Lourdes charges contre les prévenus

 

 (c) SALIMA TLEMCANI/EL WATAN, lundi 6 mai 2019

 

Vingt-quatre heures après leur interpellation par les officiers de la police judiciaire militaire, Saïd Bouteflika, conseiller et frère du président démissionnaire Abdelaziz Bouteflika, le général de corps d’armée à la retraite et ancien patron de l’ex-DRS (Département de renseignement et de sécurité) Mohamed Mediène, dit Toufik, et le général-major à la retraite Bachir Tartag, ex-coordinateur des services secrets et conseiller à la sécurité de Abdelaziz Bouteflika, ont été placés sous mandat de dépôt par le tribunal militaire pour «atteinte à l’autorité de l’armée» et «complot contre l’autorité de l’Etat». Des crimes passibles de 5 à 10 ans de réclusion criminelle.

Le chef d’état-major de l’Anp et vice-ministre de la Défense nationale, Ahmed Gaïd Salah, est allé jusqu’au bout de ses menaces publiques contre ceux qu’il a présentés, il y a quelques jours, comme étant une «bande», l’accusant d’avoir «comploté» contre l’Etat. En moins de 24 heures, il a actionné le parquet militaire de Blida contre Saïd Bouteflika, frère et conseiller du Président déchu, le général de corps d’armée à la retraite Mohamed Mediène, dit Toufik, ancien patron de l’ex-DRS (Département de renseignement et de sécurité), et le général-major à la retraite Athmane Tartag, dit Bachir, coordinateur des services secrets et conseiller à la sécurité du Président démissionnaire, qui les a inculpés hier pour «complot et atteinte à l’autorité de l’armée et de l’Etat».

La veille, les trois anciens responsables avaient été interpellés à leurs domiciles, par les officiers de la police judiciaire militaire de la Direction de la sécurité intérieure, rattachée depuis quelques semaines seulement au ministère de la Défense, après avoir été sous la coupe de la présidence de la République durant cinq ans. Durant la matinée d’hier, les trois grosses pointures ont été conduites d’Alger au tribunal militaire de Blida.

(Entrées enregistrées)
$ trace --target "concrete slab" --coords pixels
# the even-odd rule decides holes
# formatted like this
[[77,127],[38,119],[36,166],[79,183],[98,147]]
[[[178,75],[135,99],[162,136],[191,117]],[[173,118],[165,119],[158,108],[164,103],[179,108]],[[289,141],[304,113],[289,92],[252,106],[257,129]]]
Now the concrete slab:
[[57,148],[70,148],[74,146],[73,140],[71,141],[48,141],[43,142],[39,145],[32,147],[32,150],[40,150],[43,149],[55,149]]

CONSIGNES ▸
a) Traduisez en anglais, s'il vous plaît, cette phrase de l'article : « Durant la matinée d'hier, les trois grosses pointures ont été conduites d'Alger au tribunal militaire de Blida. »
b) D'après l'article, quel parquet Ahmed Gaïd Salah a-t-il actionné contre les trois anciens responsables ?

RÉPONSES ▸
a) During yesterday morning, the three big names were taken from Algiers to the military court of Blida.

b) Le parquet militaire de Blida.